- [Yönergeler]
• A. Cemevleri haberine göre Erdoğan'ın aktardığı çalışmada kaç ildeki kaç cemevi ziyaret edilmiştir?
• B. Aşağıdaki ifadelerin cemevleri haberiyle örtüşüp örtüşmediğini belirtin. Her biri için evet ya da hayır deyin ve haberdeki belirleyici sözleri aynen alıntılayın.
(i) Vedat Tekten, PSAKD'nin Ayvalık Şube Başkanıdır.
(ii) Tekten'e göre mevcut yasalar cemevine "cemevi" denmesine izin vermektedir.
(iii) Cemevlerine "kültür merkezi" statüsü verileceği iddiasını Recep Tayyip Erdoğan gündeme getirmiştir.
• C. Cemevleri haberini son cümlesinden sonra devam ettirin.

- [Metin]
Pir Sultan Abdal Kültür Derneği (PSAKD) Ayvalık Şube Başkanı Pir Vedat Tekten, cemevlerine ‘kültür merkezi’ statüsü verileceği iddialarına tepki gösterdi. Tekten, “Onların ibadethanesine ‘Cami’ deniyor da bizimkine neden ‘Kültür Merkezi’ deniyor?” diyerek AKP’nin, cemevleri ziyaretlerini de eleştirdi.
Ağuçan Ocağı evladı, Pir Sultan Abdal Kültür Derneği (PSAKD) Vedat Tekten, Cumhurbaşkanı Recep Tayyip Erdoğan’ın “Talimatımızla ülkemizin 58 ilindeki 1585 cemevi ziyaret edilerek hazırlanan kapsamlı çalışmayı görüştük” sözlerini eleştirdi.
Tekten, Abdulkadir Selvi’nin gündeme getirdiği “Cemevlerine ‘Kültür Merkezi’ statüsü verilecek” iddialarına ise “Zaten şu anki yasalara göre ‘Cemevi’ diye adlandırmak yasak. Siz, cemevine ‘cemevi’ diyemezsiniz. ‘Cem ve Kültür Evi’ demek zorundasınız” yorumunda bulundu.

- [Kayıtlı Bilgiler]
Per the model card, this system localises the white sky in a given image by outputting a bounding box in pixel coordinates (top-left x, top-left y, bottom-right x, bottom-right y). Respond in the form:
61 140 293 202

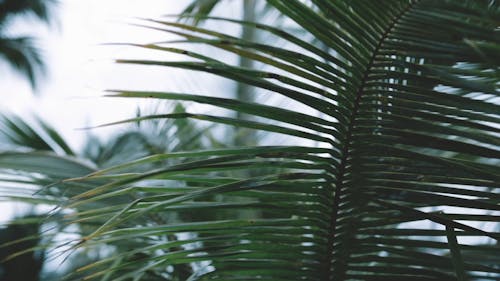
0 0 203 223
0 0 197 149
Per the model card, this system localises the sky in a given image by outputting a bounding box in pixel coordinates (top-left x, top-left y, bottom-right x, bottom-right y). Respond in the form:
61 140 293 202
0 0 210 223
0 0 197 147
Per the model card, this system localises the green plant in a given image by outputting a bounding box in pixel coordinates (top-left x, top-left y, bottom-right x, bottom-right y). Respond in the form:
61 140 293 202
0 0 55 88
0 0 500 281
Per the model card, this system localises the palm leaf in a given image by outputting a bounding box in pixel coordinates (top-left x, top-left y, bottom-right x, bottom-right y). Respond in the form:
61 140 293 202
0 0 500 280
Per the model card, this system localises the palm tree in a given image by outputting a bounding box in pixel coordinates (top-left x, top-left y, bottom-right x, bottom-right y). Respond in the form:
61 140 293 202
0 0 55 88
0 0 500 281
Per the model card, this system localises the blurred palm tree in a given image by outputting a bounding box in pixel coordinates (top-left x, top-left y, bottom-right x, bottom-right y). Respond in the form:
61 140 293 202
0 0 56 88
0 0 500 281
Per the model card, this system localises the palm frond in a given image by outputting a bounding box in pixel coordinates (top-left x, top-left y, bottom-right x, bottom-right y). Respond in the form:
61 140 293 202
0 0 500 281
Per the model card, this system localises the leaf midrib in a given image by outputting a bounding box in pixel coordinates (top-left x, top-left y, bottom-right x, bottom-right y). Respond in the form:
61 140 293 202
325 0 418 280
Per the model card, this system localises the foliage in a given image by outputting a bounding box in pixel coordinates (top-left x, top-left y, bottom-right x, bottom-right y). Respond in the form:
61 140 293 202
0 0 56 88
0 0 500 281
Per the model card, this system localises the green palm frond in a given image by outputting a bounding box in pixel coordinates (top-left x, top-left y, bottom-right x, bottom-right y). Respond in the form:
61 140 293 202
0 0 500 281
0 36 45 88
0 0 57 88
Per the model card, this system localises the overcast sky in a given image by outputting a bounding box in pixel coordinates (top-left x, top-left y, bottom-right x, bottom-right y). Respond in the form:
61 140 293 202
0 0 209 222
0 0 197 149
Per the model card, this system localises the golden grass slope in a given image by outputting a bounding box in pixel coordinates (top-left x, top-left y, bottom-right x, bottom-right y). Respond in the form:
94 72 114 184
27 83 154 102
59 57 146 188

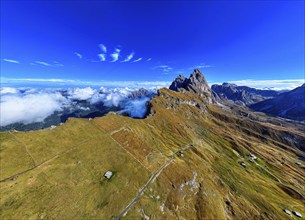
0 89 305 219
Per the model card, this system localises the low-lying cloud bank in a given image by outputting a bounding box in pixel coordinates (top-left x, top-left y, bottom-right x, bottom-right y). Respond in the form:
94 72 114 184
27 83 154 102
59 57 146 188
0 87 157 127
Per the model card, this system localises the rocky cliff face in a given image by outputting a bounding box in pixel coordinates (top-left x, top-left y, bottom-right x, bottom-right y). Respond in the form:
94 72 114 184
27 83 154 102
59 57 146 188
169 69 216 103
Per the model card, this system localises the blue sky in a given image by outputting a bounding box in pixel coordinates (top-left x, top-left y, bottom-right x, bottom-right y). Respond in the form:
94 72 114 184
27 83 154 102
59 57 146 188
1 1 304 86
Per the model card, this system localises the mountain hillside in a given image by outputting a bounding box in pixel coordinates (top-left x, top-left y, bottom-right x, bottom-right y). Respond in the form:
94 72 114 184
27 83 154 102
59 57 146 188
0 70 305 219
250 84 305 121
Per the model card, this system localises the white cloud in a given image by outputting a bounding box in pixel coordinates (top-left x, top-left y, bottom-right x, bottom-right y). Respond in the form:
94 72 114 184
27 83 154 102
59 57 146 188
68 87 96 100
211 79 305 90
3 59 19 63
0 87 156 126
74 52 83 59
30 61 64 67
0 87 19 95
153 65 173 74
0 77 171 89
122 97 150 118
53 61 64 67
0 92 67 126
122 52 135 63
98 53 106 62
35 61 51 66
132 57 143 63
110 48 121 62
99 44 107 53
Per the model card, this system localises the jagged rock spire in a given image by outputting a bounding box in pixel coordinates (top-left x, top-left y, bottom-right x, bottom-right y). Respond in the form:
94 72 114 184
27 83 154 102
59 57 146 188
169 69 214 103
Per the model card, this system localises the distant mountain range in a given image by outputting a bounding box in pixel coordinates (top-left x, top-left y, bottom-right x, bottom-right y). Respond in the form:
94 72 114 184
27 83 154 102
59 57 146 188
212 83 305 121
212 83 280 106
0 70 305 220
250 84 305 121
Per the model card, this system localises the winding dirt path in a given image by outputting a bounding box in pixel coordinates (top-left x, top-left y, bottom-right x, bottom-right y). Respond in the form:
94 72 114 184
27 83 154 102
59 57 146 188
115 145 194 220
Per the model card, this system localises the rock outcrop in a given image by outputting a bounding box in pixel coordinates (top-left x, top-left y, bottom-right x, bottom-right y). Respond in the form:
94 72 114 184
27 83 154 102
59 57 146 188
169 69 216 103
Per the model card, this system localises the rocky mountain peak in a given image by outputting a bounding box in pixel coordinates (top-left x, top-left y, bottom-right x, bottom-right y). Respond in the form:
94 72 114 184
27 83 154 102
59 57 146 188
169 69 213 103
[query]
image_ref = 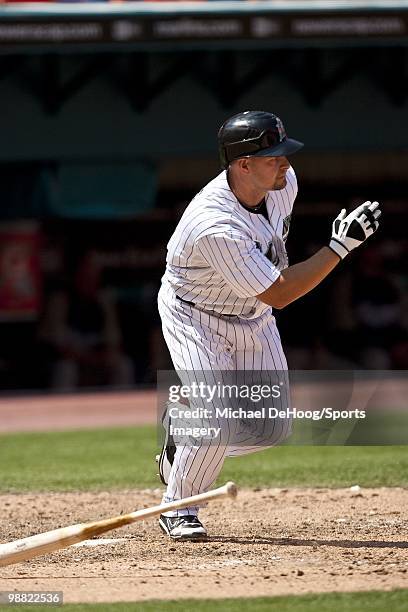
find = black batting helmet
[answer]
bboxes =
[218,111,303,168]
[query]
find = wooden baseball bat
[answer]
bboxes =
[0,482,237,567]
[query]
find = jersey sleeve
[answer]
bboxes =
[196,232,280,298]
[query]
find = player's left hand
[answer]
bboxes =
[329,201,381,259]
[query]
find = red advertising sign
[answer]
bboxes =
[0,221,41,321]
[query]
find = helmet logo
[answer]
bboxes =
[276,117,286,142]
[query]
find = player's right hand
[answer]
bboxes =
[329,202,381,259]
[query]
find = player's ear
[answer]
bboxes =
[237,157,249,174]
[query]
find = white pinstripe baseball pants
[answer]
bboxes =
[158,285,291,516]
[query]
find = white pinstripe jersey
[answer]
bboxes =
[162,168,297,319]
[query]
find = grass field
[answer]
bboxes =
[0,426,408,492]
[1,589,408,612]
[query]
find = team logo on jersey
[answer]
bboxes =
[282,215,292,242]
[276,117,286,142]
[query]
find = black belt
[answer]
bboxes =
[176,295,237,317]
[176,295,195,308]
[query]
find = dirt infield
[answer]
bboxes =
[0,488,408,602]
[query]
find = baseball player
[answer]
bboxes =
[158,111,381,540]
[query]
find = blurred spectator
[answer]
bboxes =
[39,251,133,390]
[351,246,407,370]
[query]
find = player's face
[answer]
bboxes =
[248,157,290,191]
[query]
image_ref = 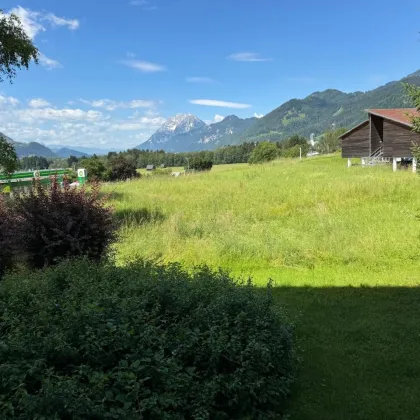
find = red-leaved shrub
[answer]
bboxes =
[13,179,116,268]
[0,194,15,278]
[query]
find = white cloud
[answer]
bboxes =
[10,6,46,39]
[121,60,166,73]
[190,99,252,109]
[16,108,103,122]
[0,95,19,107]
[28,98,51,108]
[0,95,165,150]
[39,53,63,70]
[43,13,80,31]
[111,117,166,131]
[79,99,155,111]
[228,52,272,62]
[10,6,80,39]
[185,77,214,83]
[128,0,157,10]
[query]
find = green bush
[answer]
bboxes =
[104,155,140,181]
[249,141,279,164]
[189,157,213,171]
[0,261,295,420]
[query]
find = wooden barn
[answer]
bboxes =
[340,108,420,171]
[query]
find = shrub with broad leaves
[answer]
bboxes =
[0,193,16,279]
[13,179,116,268]
[0,260,296,420]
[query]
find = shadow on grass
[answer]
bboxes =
[104,191,127,201]
[273,287,420,420]
[114,208,165,226]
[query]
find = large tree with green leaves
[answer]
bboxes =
[0,135,19,177]
[0,9,39,82]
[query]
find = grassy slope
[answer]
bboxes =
[107,157,420,420]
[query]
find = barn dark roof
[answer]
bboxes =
[367,108,420,127]
[339,108,420,139]
[338,120,369,139]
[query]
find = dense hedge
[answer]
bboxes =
[0,261,295,420]
[0,193,14,278]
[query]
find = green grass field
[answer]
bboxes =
[108,157,420,420]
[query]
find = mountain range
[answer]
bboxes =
[0,133,91,159]
[0,70,420,158]
[137,70,420,152]
[137,114,257,152]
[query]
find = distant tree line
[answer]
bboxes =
[9,128,346,181]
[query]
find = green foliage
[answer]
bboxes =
[404,83,420,151]
[0,193,16,279]
[13,179,116,268]
[189,157,213,171]
[238,72,420,142]
[67,156,79,169]
[249,141,279,164]
[277,135,309,158]
[0,261,296,420]
[0,10,38,82]
[105,155,140,181]
[19,156,51,170]
[316,127,347,153]
[79,155,106,182]
[0,136,19,176]
[281,145,302,158]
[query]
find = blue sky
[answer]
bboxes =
[0,0,420,149]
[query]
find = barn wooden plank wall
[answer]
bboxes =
[384,120,420,157]
[341,121,370,158]
[370,115,384,153]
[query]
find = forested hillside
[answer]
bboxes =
[235,71,420,143]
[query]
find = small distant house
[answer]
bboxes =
[340,108,420,171]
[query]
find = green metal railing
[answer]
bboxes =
[0,169,87,192]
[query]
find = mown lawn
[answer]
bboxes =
[109,157,420,420]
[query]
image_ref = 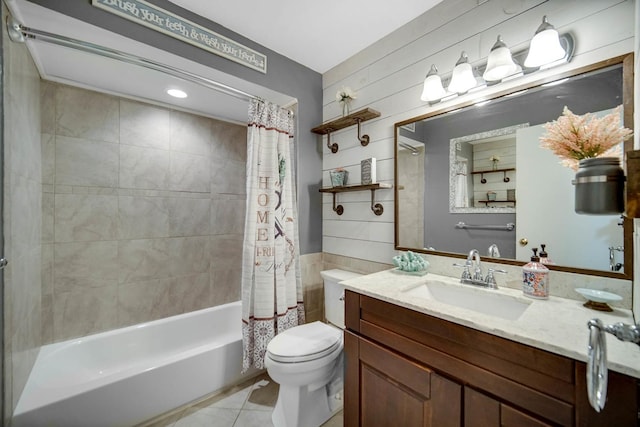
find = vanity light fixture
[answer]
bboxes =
[482,36,522,82]
[167,89,187,98]
[420,64,447,102]
[524,16,567,68]
[420,16,575,105]
[447,51,478,94]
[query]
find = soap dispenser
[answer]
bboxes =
[522,248,549,299]
[540,243,553,264]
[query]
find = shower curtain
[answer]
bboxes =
[242,99,304,371]
[454,158,469,208]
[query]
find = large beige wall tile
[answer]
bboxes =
[211,198,247,235]
[55,135,120,187]
[166,197,211,237]
[119,196,170,239]
[118,239,171,283]
[211,265,242,306]
[55,194,120,242]
[169,151,210,193]
[211,121,247,164]
[9,174,42,258]
[211,160,247,194]
[169,236,211,277]
[171,271,212,313]
[41,133,56,185]
[120,99,171,150]
[118,278,182,327]
[55,85,120,142]
[120,145,171,190]
[40,80,56,135]
[171,111,211,158]
[2,6,43,418]
[211,234,244,270]
[39,84,246,342]
[53,241,119,294]
[53,285,118,341]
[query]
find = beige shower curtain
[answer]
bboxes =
[242,99,304,371]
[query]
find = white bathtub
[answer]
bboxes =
[12,302,257,427]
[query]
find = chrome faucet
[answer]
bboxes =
[453,249,506,289]
[487,243,500,258]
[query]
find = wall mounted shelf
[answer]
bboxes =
[478,200,516,205]
[471,168,516,184]
[311,108,380,153]
[320,182,393,216]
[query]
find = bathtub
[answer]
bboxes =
[12,301,259,427]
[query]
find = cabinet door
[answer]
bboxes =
[464,387,550,427]
[345,338,462,427]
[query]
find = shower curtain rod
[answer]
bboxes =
[7,16,261,101]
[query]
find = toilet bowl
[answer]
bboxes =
[265,269,361,427]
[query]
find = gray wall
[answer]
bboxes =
[26,0,322,254]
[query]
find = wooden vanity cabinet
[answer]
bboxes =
[344,291,638,427]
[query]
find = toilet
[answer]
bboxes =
[265,269,361,427]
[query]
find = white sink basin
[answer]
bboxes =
[403,281,531,320]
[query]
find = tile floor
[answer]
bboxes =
[140,373,343,427]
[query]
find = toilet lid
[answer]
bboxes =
[267,322,342,363]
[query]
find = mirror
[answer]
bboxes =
[394,55,633,279]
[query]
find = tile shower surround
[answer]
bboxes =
[41,82,251,344]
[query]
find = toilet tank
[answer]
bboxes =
[320,269,362,329]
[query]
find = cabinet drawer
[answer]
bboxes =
[350,296,575,425]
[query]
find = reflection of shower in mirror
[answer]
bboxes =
[398,142,420,156]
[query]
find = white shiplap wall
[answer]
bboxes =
[322,0,635,263]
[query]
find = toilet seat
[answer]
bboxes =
[267,322,342,363]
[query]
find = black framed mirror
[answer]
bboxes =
[394,54,633,280]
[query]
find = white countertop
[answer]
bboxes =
[341,270,640,378]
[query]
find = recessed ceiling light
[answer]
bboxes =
[167,89,187,98]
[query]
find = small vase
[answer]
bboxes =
[572,157,625,215]
[329,171,349,187]
[342,101,351,117]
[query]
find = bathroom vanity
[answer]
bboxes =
[344,271,640,427]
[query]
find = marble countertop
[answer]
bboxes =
[341,270,640,378]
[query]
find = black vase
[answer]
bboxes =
[573,157,625,215]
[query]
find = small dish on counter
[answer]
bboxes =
[391,267,429,276]
[576,288,622,311]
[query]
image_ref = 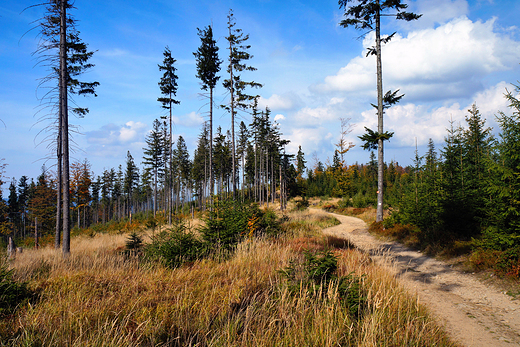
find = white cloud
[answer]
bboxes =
[119,121,146,142]
[312,16,520,101]
[409,0,469,28]
[173,112,204,128]
[294,107,339,126]
[258,92,303,110]
[353,82,507,146]
[85,121,147,158]
[285,127,331,155]
[274,114,285,122]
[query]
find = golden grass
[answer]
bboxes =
[0,213,460,346]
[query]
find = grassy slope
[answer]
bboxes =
[0,213,455,346]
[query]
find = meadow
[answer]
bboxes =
[0,211,457,346]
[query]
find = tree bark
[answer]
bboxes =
[375,1,384,222]
[60,0,70,256]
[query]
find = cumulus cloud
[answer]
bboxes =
[258,92,303,111]
[410,0,469,28]
[274,114,285,122]
[173,112,204,128]
[354,82,507,146]
[312,16,520,101]
[284,127,332,159]
[86,121,146,145]
[85,121,147,158]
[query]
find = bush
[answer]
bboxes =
[144,222,206,268]
[294,197,310,211]
[200,200,281,251]
[0,260,32,317]
[352,191,376,208]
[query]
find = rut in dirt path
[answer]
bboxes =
[318,209,520,347]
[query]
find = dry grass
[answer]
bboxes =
[1,213,460,346]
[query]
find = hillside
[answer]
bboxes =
[0,212,457,346]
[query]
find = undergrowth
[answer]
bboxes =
[0,205,456,347]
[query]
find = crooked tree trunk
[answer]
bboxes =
[376,5,384,222]
[59,0,70,256]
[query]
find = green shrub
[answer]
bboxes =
[294,197,310,211]
[123,231,144,257]
[338,196,352,208]
[144,222,206,268]
[0,260,32,317]
[200,200,281,251]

- [Görevlere Göre Yanıtlar]
• A. 58 ildeki 1585 cemevi ziyaret edilmiştir.

• B.
(i) Evet: “Pir Sultan Abdal Kültür Derneği (PSAKD) Ayvalık Şube Başkanı Pir Vedat Tekten”
(ii) Hayır: “Zaten şu anki yasalara göre ‘Cemevi’ diye adlandırmak yasak.”
(iii) Hayır: “Abdulkadir Selvi’nin gündeme getirdiği”

• C.
“DERGAHLARIMIZA BİLET ALARAK GİRİYORUZ!”
PSAKD Ayvalık Şube Başkanı Vedat Tekten, iktidarın, öncelikle Alevi mekanlarından elini çekmesi gerektiğini ifade ederek şunları söyledi:
“Yani onların ibadethanesine ‘Cami’ deniyor da bizimkine neden ‘Kültür Merkezi’ deninsin? Evet, bizler kültürle uğraşıyoruz ama bir yandan da esas önemli ayağı orada ibadetimizi gerçekleştiriyoruz. ‘Kültür Merkezi’ de ne demekmiş? Sen Hacca devlet teşviki ile gidiyorsun, biz, Hacı Bektaş’a kendi paramızla gidiyoruz. Dergahımız, müze statüsünde olduğu için bilet alarak giriyoruz. Kutsal alanlarımıza para ödeyerek giriyoruz. Sen önce onları düzelt.”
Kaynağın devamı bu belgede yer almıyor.